**Problem requirements**.
Below are entries. Reproduce exactly the lines between the line holding "MULTIPOLYGON (((34 81, 53" and the line holding "Mark the region of the shrub.", inclusive, and only those.

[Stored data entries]
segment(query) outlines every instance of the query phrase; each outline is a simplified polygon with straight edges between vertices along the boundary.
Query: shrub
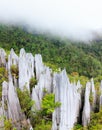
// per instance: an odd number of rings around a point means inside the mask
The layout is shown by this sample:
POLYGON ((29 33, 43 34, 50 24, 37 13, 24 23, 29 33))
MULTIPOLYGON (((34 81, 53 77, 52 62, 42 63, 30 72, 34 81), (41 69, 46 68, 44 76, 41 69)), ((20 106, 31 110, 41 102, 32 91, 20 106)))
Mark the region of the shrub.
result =
POLYGON ((0 67, 0 100, 2 99, 2 83, 8 81, 8 72, 4 67, 0 67))
POLYGON ((43 119, 40 124, 37 124, 34 130, 51 130, 52 123, 47 122, 43 119))
POLYGON ((4 128, 5 128, 5 130, 12 130, 13 129, 12 121, 10 119, 4 120, 4 128))
POLYGON ((47 63, 45 63, 45 65, 48 66, 49 68, 51 68, 53 72, 60 72, 61 71, 60 68, 55 64, 47 62, 47 63))
POLYGON ((18 78, 19 70, 18 70, 17 65, 14 65, 14 64, 11 65, 10 70, 11 70, 11 74, 12 74, 12 76, 15 76, 15 78, 18 78))
POLYGON ((34 104, 34 101, 32 101, 32 99, 30 98, 27 88, 24 88, 23 91, 17 88, 17 94, 20 101, 22 112, 24 112, 26 117, 28 118, 30 116, 31 107, 34 104))
POLYGON ((102 110, 100 110, 98 113, 91 113, 91 120, 88 129, 102 130, 102 110))
POLYGON ((37 84, 37 80, 35 77, 30 79, 30 92, 32 92, 32 88, 37 84))
POLYGON ((74 126, 73 130, 83 130, 83 127, 82 127, 82 125, 80 125, 80 124, 76 124, 76 125, 74 126))
POLYGON ((54 94, 47 93, 42 99, 41 110, 32 111, 30 119, 34 130, 51 130, 52 113, 60 105, 60 102, 55 102, 54 94))
POLYGON ((61 105, 60 102, 55 102, 55 95, 53 93, 46 94, 42 100, 42 112, 47 114, 52 114, 56 107, 61 105))
POLYGON ((93 103, 93 93, 92 92, 90 92, 89 102, 90 102, 90 104, 93 103))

**Solved problem**.
MULTIPOLYGON (((34 81, 53 77, 52 62, 42 63, 30 72, 34 81), (41 69, 46 68, 44 76, 41 69)), ((20 106, 31 110, 41 102, 32 91, 20 106)))
Mark the region of the shrub.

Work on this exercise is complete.